Short task: Reproduce the records below without any changes, starting at the line that contains "[locate] the halter noseband" and continuing up to and including the final line of the records.

--- begin Entries provided ---

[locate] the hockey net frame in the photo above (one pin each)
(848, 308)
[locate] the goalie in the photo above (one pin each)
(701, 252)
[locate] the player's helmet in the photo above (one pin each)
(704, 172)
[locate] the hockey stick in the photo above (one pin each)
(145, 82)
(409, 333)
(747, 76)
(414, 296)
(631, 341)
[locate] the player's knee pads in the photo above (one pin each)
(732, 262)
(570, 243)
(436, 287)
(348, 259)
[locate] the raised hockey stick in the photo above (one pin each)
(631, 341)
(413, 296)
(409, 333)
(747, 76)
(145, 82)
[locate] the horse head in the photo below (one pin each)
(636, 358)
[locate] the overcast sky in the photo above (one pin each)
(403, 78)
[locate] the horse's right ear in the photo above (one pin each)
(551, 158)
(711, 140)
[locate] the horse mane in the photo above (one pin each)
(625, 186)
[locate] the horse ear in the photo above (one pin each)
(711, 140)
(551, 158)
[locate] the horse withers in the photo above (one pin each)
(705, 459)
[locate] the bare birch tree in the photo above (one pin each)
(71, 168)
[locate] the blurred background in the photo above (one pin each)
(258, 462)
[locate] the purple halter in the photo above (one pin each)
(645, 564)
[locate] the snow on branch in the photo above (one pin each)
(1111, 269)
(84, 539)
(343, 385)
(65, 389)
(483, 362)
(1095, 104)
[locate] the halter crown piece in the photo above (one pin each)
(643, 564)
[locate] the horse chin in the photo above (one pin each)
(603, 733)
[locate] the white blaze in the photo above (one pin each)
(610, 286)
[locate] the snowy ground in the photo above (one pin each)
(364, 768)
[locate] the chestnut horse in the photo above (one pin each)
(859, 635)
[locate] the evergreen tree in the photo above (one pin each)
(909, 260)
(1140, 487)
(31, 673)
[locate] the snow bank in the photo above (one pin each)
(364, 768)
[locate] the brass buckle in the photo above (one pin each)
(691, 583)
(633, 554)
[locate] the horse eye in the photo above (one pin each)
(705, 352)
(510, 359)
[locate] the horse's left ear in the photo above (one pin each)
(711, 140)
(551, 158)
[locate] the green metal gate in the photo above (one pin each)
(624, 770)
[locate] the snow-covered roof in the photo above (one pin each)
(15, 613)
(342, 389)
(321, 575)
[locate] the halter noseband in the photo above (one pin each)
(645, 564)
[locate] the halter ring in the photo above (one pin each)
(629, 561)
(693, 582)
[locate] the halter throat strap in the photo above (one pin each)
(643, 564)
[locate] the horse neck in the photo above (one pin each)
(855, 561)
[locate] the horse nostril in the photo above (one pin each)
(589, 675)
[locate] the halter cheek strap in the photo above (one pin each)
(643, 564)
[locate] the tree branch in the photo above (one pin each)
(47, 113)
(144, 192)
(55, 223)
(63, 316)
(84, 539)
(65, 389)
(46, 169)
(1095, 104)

--- end Entries provided ---

Correct output:
[locate] the halter noseband in the photo above (one pin each)
(645, 564)
[locate] the halter ring in the photo above (one pin each)
(629, 561)
(693, 582)
[locate] the halter throat strap in the photo above (one pin each)
(643, 564)
[locate] the horse neck in the photo above (one pin each)
(855, 561)
[locate] the horse nostril in the photo above (one pin each)
(589, 675)
[locate] the halter cheek strap in the photo above (one pin each)
(643, 564)
[locate] the tree branch in the photo above (one pin each)
(47, 113)
(144, 192)
(55, 223)
(63, 316)
(84, 539)
(65, 389)
(46, 169)
(1095, 104)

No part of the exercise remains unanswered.